Parts of the exercise »
a) Answer these questions from the EDR thread:
(i) What does issue #398 ask to let the user of the API specify?
(ii) In the example, what is the "default_output_format"?
(iii) What does the first comment say would be valuable to document for starters?
b) Write out everything in the EDR thread from "Agree that this" down to "here for starters.", word for word.

**** Given passage

Agree that this would be valuable. Food for thought:

If we can use any of the above, for exmaple, an EDR extension/conformance class/part (depending) could profile/constrain accordingly as well (unless it is decided to build out in EDR proper).

Having said this, probably valuable to document some use cases here for starters.

m-burgoyne commented 1 year ago

The original concept was for EDR to avoid this level of complexity but this requirement is an extension of the discussions in issues #362 and #398. #398 is a requirement to allow the user of the API to specify the resolution of a data response and #362 is a proposal to allow a user to define data aggregation methods. The capabilities proposed in #362 and #398 could be combined to provide resampling functionality

For example

"cube": {
  "link": {
    "href": "http://example.service.org/collections/demo/cube",
    "hreflang": "en",
    "rel": "data",
    "variables": {
      "title": "Area query",
      "query_type": "area",
      "output_formats": [
        "CoverageJSON",
        "NetCDF",
        "GRIB2"
      ],
      "default_output_format": "NetCDF",
      "resolution_intervals": {
        "EPSG:4326": {
            "x": [0,0.1,0.2,0.5,1,2,4,6,8,10],    
            "y": [0,0.1,0.2,0.5,1,2,4,8]
        },
        "EPSG:3857": {
            "x": [0,5000,10000],    
            "y": [0,4000,80000]
        }
      }      
      "crs_details": [
        {
          "crs": "EPSG:4326",
          "wkt": "GEOGCS[\"WGS 84\",DATUM[\"WGS_1984\",SPHEROID[\"WGS 84\",6378137,298.257223563,AUTHORITY[\"EPSG\",\"7030\"]],AUTHORITY[\"EPSG\",\"6326\"]],PRIMEM[\"Greenwich\",0,AUTHORITY[\"EPSG\",\"8901\"]],UNIT[\"degree\",0.01745329251994328,AUTHORITY[\"EPSG\",\"9122\"]],AUTHORITY[\"EPSG\",\"4326\"]]"

********
**** Record excerpts

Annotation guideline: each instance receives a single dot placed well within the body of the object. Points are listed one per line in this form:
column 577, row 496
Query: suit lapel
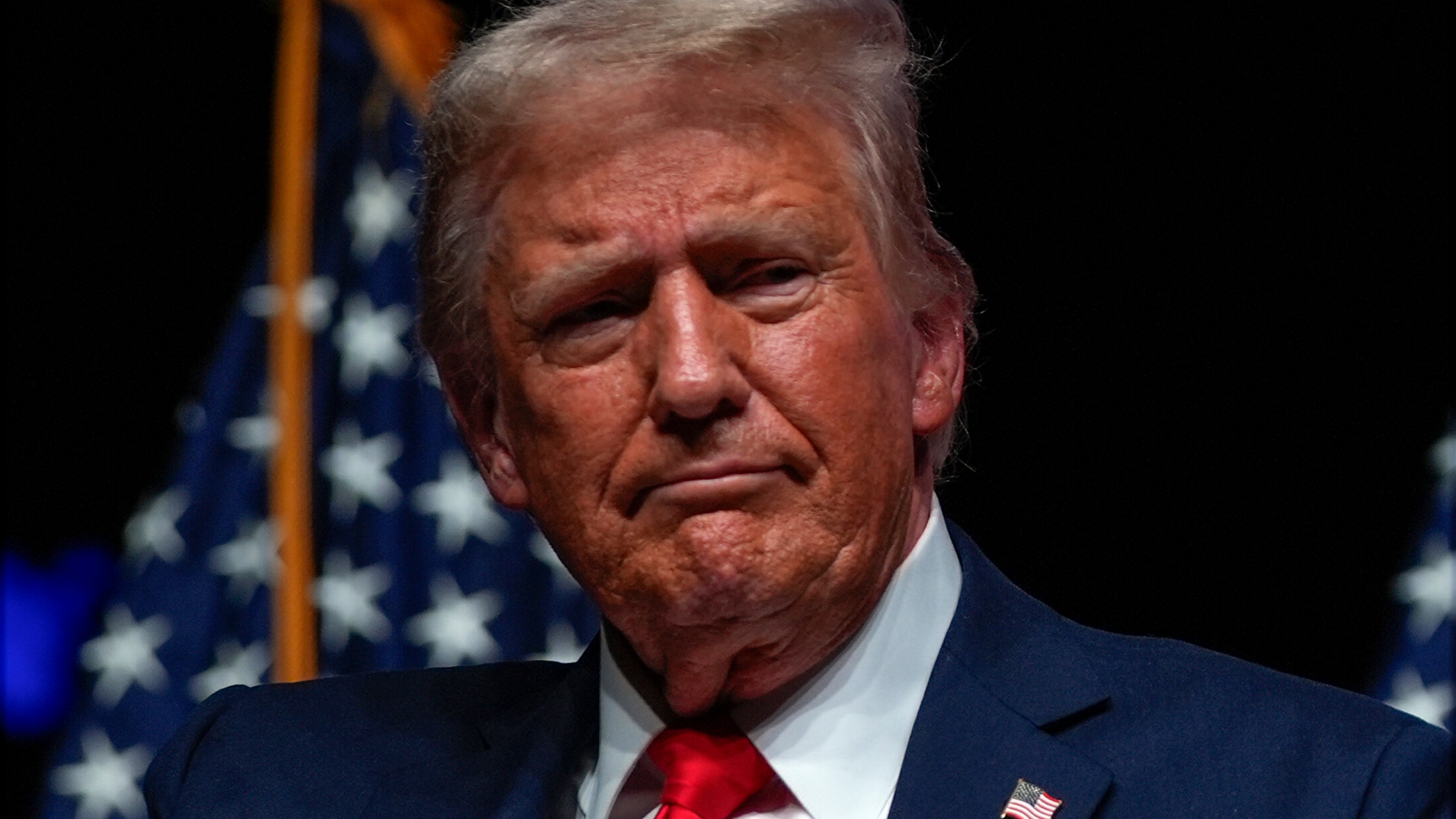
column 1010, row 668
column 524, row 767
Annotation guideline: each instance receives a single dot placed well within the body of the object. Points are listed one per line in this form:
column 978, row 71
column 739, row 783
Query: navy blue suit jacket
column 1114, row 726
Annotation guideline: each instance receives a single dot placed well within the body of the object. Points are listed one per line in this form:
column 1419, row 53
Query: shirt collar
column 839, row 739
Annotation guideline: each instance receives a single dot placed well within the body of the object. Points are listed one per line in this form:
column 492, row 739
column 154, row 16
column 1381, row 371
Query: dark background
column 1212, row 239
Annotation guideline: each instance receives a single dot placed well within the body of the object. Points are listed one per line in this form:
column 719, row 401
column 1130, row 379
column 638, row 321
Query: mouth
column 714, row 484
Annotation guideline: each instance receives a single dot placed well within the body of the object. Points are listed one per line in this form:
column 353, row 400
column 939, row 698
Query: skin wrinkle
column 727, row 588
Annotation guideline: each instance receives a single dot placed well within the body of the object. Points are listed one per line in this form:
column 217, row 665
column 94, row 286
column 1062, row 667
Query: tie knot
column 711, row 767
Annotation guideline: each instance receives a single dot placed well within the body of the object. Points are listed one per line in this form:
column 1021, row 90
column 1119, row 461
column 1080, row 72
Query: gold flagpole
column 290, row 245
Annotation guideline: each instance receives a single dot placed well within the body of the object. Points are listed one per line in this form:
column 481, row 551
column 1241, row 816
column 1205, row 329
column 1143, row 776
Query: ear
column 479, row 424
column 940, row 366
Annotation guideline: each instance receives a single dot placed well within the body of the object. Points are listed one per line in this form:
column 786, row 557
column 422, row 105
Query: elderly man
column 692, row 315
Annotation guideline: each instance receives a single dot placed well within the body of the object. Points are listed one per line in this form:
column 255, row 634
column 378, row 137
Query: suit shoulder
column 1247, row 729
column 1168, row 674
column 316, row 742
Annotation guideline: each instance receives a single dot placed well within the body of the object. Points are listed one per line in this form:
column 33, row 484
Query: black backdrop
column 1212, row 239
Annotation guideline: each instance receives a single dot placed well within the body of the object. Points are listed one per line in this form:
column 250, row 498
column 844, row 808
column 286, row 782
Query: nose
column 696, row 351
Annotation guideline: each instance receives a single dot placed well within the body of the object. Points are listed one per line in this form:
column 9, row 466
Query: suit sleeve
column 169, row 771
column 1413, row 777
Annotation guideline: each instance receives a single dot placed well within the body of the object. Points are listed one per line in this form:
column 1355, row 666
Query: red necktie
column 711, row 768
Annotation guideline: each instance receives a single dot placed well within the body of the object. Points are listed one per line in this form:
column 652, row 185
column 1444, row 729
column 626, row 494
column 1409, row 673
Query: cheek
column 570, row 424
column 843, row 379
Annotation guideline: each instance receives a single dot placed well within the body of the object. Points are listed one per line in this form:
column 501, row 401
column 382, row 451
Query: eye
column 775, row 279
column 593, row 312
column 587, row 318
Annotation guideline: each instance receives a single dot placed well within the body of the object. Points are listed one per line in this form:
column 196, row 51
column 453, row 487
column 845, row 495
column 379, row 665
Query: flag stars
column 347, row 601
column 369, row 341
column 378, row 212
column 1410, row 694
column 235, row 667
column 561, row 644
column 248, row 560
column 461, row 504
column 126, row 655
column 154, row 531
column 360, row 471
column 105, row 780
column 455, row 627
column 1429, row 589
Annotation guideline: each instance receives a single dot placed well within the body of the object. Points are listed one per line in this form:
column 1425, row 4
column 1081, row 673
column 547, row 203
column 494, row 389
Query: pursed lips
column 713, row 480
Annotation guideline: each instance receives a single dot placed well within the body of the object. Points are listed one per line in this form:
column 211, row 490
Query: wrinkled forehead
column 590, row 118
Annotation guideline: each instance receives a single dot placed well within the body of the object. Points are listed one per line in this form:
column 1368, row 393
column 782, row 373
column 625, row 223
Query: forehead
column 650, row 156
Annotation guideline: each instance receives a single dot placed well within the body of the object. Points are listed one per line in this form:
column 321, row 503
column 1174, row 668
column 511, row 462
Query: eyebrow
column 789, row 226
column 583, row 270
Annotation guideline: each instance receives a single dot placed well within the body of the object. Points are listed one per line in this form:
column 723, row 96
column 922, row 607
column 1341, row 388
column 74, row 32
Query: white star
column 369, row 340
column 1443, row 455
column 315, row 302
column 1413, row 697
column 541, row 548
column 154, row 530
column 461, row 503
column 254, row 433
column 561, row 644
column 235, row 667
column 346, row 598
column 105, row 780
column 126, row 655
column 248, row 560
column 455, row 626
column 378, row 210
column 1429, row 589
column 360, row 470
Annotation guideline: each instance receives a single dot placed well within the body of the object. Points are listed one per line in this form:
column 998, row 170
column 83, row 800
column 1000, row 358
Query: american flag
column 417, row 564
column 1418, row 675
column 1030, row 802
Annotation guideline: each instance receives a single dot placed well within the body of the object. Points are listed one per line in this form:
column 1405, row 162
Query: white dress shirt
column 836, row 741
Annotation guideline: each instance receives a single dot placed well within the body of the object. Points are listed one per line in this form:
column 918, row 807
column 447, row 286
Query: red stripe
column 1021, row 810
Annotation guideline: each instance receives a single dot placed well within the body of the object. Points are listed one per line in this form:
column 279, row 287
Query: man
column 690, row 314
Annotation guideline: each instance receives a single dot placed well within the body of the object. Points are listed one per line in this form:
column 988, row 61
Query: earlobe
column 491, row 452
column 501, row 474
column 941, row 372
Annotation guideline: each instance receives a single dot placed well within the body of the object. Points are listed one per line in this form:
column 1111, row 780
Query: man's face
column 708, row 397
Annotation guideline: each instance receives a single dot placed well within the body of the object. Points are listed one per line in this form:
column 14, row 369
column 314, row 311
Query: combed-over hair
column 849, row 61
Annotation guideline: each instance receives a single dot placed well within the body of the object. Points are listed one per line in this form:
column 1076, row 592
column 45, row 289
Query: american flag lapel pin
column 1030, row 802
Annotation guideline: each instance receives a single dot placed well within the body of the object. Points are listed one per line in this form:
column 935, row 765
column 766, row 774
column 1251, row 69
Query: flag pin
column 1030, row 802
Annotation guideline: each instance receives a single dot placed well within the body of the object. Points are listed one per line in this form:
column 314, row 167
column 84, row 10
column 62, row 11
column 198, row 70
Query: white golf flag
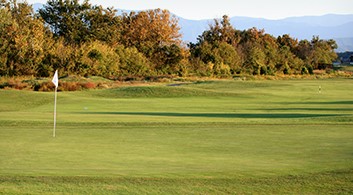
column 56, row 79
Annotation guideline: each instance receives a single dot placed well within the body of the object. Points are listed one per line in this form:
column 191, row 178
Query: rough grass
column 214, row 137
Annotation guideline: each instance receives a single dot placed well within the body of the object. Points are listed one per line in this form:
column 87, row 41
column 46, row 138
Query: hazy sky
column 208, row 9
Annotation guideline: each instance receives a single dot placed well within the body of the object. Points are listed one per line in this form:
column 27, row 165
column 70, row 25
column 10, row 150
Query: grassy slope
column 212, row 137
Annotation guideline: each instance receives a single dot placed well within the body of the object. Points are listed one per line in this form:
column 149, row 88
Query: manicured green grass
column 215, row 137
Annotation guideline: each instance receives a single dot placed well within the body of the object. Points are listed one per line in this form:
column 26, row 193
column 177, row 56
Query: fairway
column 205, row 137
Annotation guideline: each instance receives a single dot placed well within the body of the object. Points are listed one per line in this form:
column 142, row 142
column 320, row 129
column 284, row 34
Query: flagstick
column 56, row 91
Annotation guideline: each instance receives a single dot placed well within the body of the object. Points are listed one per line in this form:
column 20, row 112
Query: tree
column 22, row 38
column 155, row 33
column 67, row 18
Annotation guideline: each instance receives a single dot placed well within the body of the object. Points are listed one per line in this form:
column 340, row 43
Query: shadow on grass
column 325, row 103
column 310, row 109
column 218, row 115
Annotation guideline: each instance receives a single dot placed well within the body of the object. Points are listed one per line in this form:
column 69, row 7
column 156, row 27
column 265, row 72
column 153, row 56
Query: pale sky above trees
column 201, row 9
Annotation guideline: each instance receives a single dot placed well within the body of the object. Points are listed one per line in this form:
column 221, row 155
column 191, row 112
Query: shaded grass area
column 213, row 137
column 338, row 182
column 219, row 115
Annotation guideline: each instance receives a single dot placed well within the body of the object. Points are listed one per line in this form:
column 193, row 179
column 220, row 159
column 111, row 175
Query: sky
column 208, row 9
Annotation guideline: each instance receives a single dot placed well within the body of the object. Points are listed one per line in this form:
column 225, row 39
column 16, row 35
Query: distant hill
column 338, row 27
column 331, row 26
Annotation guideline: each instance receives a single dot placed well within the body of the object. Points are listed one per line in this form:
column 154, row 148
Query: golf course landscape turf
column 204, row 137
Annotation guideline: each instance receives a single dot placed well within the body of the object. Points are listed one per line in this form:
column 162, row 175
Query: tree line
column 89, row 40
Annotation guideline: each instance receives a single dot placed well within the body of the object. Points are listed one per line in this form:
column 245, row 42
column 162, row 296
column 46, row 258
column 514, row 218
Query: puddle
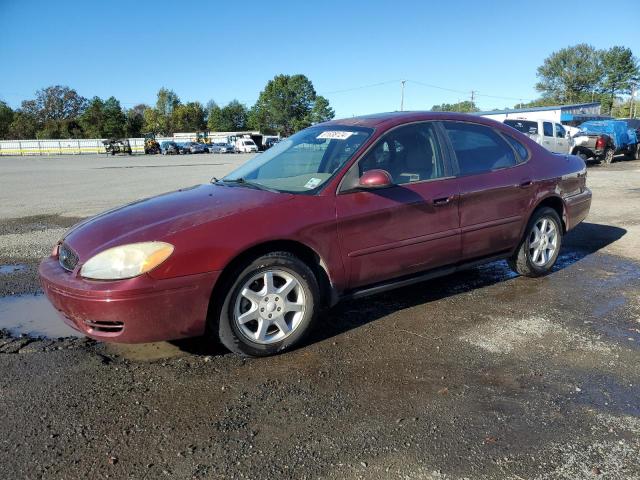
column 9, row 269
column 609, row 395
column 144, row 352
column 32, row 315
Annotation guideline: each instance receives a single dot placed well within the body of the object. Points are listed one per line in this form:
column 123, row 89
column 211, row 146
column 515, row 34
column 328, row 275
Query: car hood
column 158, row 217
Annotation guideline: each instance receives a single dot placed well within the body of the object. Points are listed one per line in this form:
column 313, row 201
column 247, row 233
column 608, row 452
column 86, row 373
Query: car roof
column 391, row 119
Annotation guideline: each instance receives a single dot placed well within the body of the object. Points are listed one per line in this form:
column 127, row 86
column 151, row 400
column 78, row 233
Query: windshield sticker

********

Task-by-task solutions »
a)
(i) The resolution of a data response.
(ii) NetCDF.
(iii) Some use cases.

b)
Agree that this would be valuable. Food for thought:

If we can use any of the above, for exmaple, an EDR extension/conformance class/part (depending) could profile/constrain accordingly as well (unless it is decided to build out in EDR proper).

Having said this, probably valuable to document some use cases here for starters.